(About this exercise):
Your answer must consist solely of the line containing "Target: toilet tank" and each line after it through the end of the data, copied exactly.

(Provided entries):
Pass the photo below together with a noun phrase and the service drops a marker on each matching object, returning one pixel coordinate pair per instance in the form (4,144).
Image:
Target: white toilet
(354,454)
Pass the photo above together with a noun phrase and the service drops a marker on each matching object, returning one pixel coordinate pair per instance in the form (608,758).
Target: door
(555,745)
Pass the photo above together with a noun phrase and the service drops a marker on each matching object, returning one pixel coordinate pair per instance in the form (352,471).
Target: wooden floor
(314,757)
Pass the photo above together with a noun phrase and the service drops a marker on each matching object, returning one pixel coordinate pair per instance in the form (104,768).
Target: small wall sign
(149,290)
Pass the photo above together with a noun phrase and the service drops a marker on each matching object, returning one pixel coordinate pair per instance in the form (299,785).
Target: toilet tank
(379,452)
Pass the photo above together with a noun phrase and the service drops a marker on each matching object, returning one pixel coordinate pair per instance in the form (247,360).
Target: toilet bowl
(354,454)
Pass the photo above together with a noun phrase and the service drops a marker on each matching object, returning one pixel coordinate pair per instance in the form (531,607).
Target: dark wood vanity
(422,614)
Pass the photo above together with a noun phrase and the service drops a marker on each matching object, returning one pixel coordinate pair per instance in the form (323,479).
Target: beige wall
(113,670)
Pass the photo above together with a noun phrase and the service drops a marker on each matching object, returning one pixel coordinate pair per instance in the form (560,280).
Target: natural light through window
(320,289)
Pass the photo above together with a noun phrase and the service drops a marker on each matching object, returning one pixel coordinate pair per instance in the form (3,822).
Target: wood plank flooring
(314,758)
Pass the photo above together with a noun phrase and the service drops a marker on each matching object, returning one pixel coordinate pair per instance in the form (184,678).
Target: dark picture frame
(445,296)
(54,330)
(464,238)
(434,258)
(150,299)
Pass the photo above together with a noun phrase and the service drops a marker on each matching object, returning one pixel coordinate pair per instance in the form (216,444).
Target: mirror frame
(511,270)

(Solution for this problem):
Target: toilet tank
(379,452)
Pass the photo above together with a noun phrase and the service drops a marker on each matching object, returning one pixel coordinate pair per instance in the form (247,360).
Target: toilet bowl
(354,454)
Pass the photo above together with a noun phrase and the service drops a marker on each matching object, returning one pixel coordinate pair per instance in the form (531,607).
Target: dark wood vanity
(422,614)
Pass the photo above together with a noun phrase and the service drops a marker on each matching object, returning one pixel coordinate pair per instance in the form (323,479).
Target: beige wall
(113,670)
Pass the photo above together with a noun phrase and the service drops a marker on each matching object, returning one pixel coordinate pair per instance in the form (560,280).
Target: natural light through window
(320,289)
Pass the photo above together with a noun phrase and the service drops a marker on each matching object, returning one pixel coordinate pair per instance in the form (3,822).
Target: wood plank flooring
(314,758)
Pass the photo above together with a noun phrase and the service drops a marker on each matching object, returning one pixel coordinate pair per instance in the form (184,678).
Target: dark picture frame
(445,296)
(54,330)
(464,238)
(434,258)
(150,299)
Pass the photo above together with a noun phrase and the service drops a marker on each matching object, returning one pixel coordinate pair per instance in the form (216,444).
Target: mirror frame
(511,270)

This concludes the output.